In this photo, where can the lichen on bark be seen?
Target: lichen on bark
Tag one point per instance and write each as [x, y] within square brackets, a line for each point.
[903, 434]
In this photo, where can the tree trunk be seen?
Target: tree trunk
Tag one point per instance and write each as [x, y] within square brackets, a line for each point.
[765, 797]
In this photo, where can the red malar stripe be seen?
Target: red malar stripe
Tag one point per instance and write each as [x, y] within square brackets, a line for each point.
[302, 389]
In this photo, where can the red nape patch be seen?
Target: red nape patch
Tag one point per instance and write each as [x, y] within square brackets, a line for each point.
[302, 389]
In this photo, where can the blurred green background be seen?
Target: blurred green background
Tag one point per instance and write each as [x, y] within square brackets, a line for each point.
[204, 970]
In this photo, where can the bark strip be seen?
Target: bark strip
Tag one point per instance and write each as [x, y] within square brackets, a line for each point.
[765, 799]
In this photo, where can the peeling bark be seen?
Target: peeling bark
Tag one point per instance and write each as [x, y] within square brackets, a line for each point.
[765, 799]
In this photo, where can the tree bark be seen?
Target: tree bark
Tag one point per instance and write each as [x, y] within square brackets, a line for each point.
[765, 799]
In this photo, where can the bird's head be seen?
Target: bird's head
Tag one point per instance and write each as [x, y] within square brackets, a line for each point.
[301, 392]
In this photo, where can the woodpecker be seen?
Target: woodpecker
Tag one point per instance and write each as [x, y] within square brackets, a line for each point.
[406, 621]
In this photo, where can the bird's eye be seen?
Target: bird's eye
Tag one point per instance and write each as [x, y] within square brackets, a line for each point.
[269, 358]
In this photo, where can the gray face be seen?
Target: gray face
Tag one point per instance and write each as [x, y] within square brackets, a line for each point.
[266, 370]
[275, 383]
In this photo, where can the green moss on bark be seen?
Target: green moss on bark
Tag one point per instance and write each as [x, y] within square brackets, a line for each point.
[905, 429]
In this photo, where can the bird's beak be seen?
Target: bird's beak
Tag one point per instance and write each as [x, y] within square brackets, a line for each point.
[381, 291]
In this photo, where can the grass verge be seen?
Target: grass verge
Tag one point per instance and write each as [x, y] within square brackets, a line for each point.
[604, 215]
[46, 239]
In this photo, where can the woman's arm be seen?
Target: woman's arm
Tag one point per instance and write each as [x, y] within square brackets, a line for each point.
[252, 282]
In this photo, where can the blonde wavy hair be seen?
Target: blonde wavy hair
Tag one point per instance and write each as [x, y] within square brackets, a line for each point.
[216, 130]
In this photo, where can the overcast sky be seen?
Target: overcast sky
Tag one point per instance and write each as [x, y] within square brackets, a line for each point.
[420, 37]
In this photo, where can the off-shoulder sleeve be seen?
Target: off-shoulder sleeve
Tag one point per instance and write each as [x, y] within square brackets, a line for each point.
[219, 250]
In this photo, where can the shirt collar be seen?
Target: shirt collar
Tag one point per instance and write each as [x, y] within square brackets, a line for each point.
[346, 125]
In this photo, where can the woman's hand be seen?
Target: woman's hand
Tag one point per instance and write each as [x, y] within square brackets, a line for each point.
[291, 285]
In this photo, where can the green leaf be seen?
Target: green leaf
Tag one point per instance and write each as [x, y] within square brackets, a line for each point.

Aim:
Please extract exactly, and only, the lines from the line containing "In this photo, where can the gray" through the last line of the records.

Result of the exercise:
In this photo, where can the gray face be seen?
Target: gray face
Tag one point per instance and write each as [x, y] within square brackets, a line for each point.
[266, 370]
[275, 383]
In this photo, where can the green moss on bark be seen?
Target: green moss on bark
Tag one point per instance and write each as [x, y] within square brackets, a line for each point.
[905, 429]
In this photo, where can the bird's beak be seen?
Target: bird's beak
Tag one point per instance and write each as [x, y] within square brackets, a line for each point.
[381, 291]
In this photo, where can the grass verge be seen?
Target: grass verge
Tag one point per instance and write each as [x, y] within square brackets, a line for each point.
[604, 215]
[46, 239]
In this photo, where can the woman's arm be seen?
Target: woman's arm
Tag one point per instance and write each as [x, y] within square brackets, a line for each point.
[252, 282]
In this photo, where can the blonde wavy hair be seen?
Target: blonde wavy hair
Tag one point per instance and write each as [x, y] within square brackets, a line for each point.
[216, 130]
In this photo, where can the overcast sky be seen?
Target: overcast sky
Tag one point per instance and write each as [x, y] within square brackets, a line for each point.
[420, 37]
In this photo, where can the off-shoulder sleeve be seen?
Target: off-shoulder sleeve
Tag one point per instance and write each as [x, y] within square brackets, a line for each point.
[219, 250]
In this photo, where can the shirt collar be seen?
Target: shirt collar
Tag one point per instance and write each as [x, y] within square brackets, a line for each point.
[346, 125]
In this photo, where can the woman's hand be seen?
Target: woman's hand
Tag one point per instance and write each as [x, y] within square brackets, a line for each point.
[291, 285]
In this photo, where can the green leaf be seen?
Target: green leaf
Tag one point per instance and write each as [x, y] within square brackets, a line for each point.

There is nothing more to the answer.